* **Your task**
This exercise calls for the records to be repeated in full, exactly as written.

Task inputs below:

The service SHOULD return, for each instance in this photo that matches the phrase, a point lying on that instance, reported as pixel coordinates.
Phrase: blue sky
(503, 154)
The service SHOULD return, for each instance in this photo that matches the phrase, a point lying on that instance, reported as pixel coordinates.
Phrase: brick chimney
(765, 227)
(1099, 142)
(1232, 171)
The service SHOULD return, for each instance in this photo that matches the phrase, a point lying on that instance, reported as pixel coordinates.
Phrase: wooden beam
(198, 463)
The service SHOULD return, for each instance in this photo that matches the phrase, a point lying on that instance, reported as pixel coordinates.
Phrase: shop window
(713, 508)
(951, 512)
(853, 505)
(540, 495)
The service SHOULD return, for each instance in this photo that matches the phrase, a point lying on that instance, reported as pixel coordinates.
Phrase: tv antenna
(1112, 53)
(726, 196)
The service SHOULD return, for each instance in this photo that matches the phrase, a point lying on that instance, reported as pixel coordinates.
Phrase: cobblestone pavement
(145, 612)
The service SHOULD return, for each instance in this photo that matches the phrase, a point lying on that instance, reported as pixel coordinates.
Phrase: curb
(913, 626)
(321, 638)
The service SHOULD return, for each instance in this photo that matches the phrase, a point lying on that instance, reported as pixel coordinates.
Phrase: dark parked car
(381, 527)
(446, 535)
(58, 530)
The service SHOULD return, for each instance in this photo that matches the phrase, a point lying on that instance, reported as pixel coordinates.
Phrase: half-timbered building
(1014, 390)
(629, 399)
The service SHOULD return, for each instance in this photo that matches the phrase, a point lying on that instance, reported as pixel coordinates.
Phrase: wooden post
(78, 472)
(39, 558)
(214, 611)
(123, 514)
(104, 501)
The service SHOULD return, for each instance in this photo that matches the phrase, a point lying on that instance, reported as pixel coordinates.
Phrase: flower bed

End of Task inputs.

* **Result for this exercise**
The service SHOULD return, for each instance in this photo that matches the phrase, a point lying on that instance, reported as pixel coordinates.
Phrase: blue sky
(503, 154)
The service SHOULD return, for each instance in this photo that matches the phrase, a point lying on that instance, reported as pixel coordinates.
Phrase: brick chimney
(765, 227)
(1099, 142)
(1232, 171)
The service SHOULD return, for each instance in this photo that matches the phrase, a point lying on that instance, reported as pixel coordinates.
Phrase: wooden beam
(198, 463)
The service SHOULD return, for each instance in this photo that matches the phrase, a point lying on that instance, reported as pixel coordinates.
Phrase: shop window
(713, 508)
(951, 512)
(853, 505)
(540, 495)
The service SHOULD return, for each instance in this photo that matches the phrase, a point lying on that instance, reported as pixel coordinates.
Phrase: tv antenna
(1112, 53)
(726, 196)
The service SHOULD return, for each instance in this photo that matches the phrase, a point lying on that instance, reported as pixel coordinates.
Phrase: cobblestone pavement
(145, 612)
The service SHOULD return, for each instance in this photo that matches the phrase, a point lying on that instance, reported as pixel coordinates.
Phrase: curb
(913, 626)
(321, 638)
The service SHOULD return, for each instance in this photo that matches the phrase, a point lying on that instance, reported as pixel coordinates.
Phrase: dark parked car
(381, 527)
(446, 535)
(58, 530)
The service SHOULD return, for each instance in this photo that matches the phrase, a point lying on that instance, reported as pixel coordinates.
Phrase: half-timbered building
(1014, 390)
(629, 399)
The service SHOULD return, for each instance in this photo that matches the phrase, a point lying on that instance, reported as pixel coordinates.
Phrase: wooden post
(78, 472)
(39, 558)
(214, 611)
(123, 514)
(104, 501)
The service SHOULD return, for each instance in this photo that matches the phrase, a point lying on that instance, reported as pixel coordinates.
Phrase: flower bed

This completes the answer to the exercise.